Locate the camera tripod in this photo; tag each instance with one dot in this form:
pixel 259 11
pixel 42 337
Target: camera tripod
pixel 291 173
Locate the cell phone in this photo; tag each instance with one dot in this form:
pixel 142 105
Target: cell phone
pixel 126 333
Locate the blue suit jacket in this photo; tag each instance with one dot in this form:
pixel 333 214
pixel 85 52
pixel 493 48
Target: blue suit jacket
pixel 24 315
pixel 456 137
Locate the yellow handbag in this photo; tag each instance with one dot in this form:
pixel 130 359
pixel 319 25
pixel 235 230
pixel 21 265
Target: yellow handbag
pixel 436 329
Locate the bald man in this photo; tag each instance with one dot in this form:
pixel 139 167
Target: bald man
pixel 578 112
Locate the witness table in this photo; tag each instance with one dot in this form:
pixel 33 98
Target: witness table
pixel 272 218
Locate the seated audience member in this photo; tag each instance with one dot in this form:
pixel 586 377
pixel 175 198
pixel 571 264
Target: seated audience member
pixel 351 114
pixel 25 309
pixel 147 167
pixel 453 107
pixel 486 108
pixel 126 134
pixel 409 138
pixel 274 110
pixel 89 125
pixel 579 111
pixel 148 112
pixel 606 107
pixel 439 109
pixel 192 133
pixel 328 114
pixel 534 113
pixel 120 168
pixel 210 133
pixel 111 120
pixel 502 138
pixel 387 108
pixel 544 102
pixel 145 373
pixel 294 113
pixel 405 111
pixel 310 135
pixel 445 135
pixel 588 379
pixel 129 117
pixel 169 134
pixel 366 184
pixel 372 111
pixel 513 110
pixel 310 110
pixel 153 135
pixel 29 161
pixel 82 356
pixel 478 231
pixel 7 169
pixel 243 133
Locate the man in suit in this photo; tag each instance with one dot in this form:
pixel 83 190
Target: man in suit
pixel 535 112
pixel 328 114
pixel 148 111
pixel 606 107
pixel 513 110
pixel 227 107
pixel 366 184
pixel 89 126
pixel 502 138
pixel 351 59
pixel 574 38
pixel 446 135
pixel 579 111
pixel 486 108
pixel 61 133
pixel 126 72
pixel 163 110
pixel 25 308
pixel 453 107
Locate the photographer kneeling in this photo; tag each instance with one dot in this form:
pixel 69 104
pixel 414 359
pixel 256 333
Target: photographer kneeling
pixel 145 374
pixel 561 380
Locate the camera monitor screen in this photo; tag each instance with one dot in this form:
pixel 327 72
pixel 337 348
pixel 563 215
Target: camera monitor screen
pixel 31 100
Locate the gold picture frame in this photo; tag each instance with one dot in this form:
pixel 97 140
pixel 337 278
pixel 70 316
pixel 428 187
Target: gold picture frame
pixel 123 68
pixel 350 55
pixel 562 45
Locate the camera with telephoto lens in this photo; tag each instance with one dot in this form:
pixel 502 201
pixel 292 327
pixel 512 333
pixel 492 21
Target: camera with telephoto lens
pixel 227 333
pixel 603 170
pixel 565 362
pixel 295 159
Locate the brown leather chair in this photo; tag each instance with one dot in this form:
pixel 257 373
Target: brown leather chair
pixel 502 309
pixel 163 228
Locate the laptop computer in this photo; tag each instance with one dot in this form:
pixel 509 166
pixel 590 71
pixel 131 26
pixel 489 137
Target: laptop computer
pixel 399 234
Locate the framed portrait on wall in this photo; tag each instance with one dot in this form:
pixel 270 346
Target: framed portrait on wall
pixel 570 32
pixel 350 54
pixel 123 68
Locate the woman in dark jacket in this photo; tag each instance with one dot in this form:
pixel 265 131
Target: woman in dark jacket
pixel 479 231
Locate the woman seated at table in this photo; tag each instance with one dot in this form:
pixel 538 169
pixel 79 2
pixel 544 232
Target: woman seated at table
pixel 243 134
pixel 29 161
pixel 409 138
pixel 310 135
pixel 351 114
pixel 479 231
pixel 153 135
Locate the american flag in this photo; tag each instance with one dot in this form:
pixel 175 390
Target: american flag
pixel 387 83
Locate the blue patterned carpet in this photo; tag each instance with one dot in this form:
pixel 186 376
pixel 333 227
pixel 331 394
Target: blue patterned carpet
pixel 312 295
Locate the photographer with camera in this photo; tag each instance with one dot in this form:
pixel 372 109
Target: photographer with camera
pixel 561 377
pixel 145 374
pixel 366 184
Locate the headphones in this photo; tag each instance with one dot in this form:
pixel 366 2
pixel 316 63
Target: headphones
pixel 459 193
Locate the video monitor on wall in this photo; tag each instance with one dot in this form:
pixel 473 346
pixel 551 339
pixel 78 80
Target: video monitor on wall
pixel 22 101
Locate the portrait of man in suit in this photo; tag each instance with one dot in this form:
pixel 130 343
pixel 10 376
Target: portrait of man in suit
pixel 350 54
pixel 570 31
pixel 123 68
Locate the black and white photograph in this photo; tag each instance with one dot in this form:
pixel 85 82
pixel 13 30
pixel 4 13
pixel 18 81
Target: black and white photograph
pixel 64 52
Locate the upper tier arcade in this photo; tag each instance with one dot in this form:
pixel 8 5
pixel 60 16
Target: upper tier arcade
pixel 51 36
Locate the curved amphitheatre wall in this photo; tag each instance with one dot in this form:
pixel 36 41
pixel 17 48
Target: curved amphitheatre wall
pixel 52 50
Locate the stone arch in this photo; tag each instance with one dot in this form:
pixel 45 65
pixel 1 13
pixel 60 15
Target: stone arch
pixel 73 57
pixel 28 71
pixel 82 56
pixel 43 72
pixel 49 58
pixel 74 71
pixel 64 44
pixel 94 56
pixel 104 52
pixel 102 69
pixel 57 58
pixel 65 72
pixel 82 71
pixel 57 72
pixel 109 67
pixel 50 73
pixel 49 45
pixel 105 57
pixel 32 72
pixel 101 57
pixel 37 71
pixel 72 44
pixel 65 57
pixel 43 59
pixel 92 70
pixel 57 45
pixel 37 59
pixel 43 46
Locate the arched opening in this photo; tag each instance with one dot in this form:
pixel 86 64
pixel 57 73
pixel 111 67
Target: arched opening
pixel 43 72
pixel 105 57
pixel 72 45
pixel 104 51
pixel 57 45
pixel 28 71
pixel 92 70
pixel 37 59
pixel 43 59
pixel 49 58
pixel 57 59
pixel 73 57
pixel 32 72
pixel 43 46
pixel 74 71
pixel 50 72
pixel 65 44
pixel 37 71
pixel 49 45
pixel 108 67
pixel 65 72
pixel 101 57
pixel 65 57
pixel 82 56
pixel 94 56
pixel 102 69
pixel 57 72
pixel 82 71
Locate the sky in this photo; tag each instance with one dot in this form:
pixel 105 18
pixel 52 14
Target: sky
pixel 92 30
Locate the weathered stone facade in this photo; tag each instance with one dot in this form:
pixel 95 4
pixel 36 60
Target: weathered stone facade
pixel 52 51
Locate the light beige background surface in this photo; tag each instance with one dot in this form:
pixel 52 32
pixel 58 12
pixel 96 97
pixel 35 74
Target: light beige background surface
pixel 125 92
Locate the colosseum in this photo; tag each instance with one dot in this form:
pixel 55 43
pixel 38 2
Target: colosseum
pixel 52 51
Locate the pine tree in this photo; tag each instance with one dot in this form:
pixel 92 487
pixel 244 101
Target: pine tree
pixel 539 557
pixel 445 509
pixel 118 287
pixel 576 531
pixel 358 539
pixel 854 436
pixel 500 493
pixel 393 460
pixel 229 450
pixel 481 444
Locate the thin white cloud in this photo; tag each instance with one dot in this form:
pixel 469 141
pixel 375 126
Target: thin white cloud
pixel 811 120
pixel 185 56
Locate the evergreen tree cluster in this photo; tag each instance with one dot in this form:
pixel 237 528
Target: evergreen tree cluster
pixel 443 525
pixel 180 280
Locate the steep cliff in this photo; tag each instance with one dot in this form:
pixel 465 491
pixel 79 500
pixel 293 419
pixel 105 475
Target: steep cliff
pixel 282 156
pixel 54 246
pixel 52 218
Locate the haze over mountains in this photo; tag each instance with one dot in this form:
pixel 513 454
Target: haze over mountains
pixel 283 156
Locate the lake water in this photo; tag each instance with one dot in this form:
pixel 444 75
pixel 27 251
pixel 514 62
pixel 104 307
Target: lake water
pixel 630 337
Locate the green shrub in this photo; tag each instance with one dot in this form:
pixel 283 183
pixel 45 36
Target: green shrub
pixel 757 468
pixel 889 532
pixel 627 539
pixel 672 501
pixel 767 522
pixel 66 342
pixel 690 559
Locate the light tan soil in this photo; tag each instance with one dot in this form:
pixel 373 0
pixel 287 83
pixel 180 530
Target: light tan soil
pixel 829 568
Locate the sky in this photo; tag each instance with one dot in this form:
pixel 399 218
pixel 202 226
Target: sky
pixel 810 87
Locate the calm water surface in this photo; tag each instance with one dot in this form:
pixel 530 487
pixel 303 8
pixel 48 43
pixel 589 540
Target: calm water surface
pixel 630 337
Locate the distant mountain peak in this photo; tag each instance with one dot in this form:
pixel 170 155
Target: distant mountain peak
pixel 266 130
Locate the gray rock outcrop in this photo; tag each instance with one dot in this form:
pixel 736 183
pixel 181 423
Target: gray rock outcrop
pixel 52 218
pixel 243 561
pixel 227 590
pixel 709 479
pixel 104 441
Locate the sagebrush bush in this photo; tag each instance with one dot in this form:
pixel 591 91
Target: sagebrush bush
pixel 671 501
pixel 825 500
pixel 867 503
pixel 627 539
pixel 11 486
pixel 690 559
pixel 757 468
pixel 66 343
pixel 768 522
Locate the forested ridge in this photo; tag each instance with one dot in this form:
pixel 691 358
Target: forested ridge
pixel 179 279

# Exercise:
Change "dot" to "mark" in the lines starting at the first one and ending at the line with "pixel 243 133". Give those lines again with nothing else altered.

# Reply to the task:
Locate the camera tripod in this photo; tag each instance with one mark in this form:
pixel 259 11
pixel 42 337
Target: camera tripod
pixel 291 173
Locate the cell phone in this photo; tag each instance with one mark in this form:
pixel 142 105
Target: cell phone
pixel 126 333
Locate the blue suit jacket in this photo; tag each instance with one mark in this form:
pixel 333 214
pixel 85 52
pixel 493 48
Target: blue suit jacket
pixel 24 315
pixel 456 137
Locate the yellow handbag in this photo; tag each instance with one mark in this form:
pixel 130 359
pixel 319 25
pixel 235 230
pixel 21 265
Target: yellow handbag
pixel 436 329
Locate the bald man in this photo; tag each instance with one mark in this form:
pixel 139 167
Target: bald man
pixel 578 112
Locate the witness table in this photo; tag each instance with one mark in this form:
pixel 33 98
Target: witness table
pixel 272 218
Locate the seated audience member in this photo; tag each instance with one mark in this form:
pixel 586 377
pixel 175 198
pixel 571 264
Target: seated audience member
pixel 351 114
pixel 25 309
pixel 147 167
pixel 453 107
pixel 486 108
pixel 126 134
pixel 409 138
pixel 274 110
pixel 89 125
pixel 579 111
pixel 148 112
pixel 606 107
pixel 439 109
pixel 192 133
pixel 328 114
pixel 534 113
pixel 120 168
pixel 210 133
pixel 111 120
pixel 502 138
pixel 387 108
pixel 544 102
pixel 145 373
pixel 294 113
pixel 405 111
pixel 310 135
pixel 445 135
pixel 588 379
pixel 129 117
pixel 169 134
pixel 366 184
pixel 372 111
pixel 513 110
pixel 310 110
pixel 153 135
pixel 29 161
pixel 82 356
pixel 478 231
pixel 7 169
pixel 243 133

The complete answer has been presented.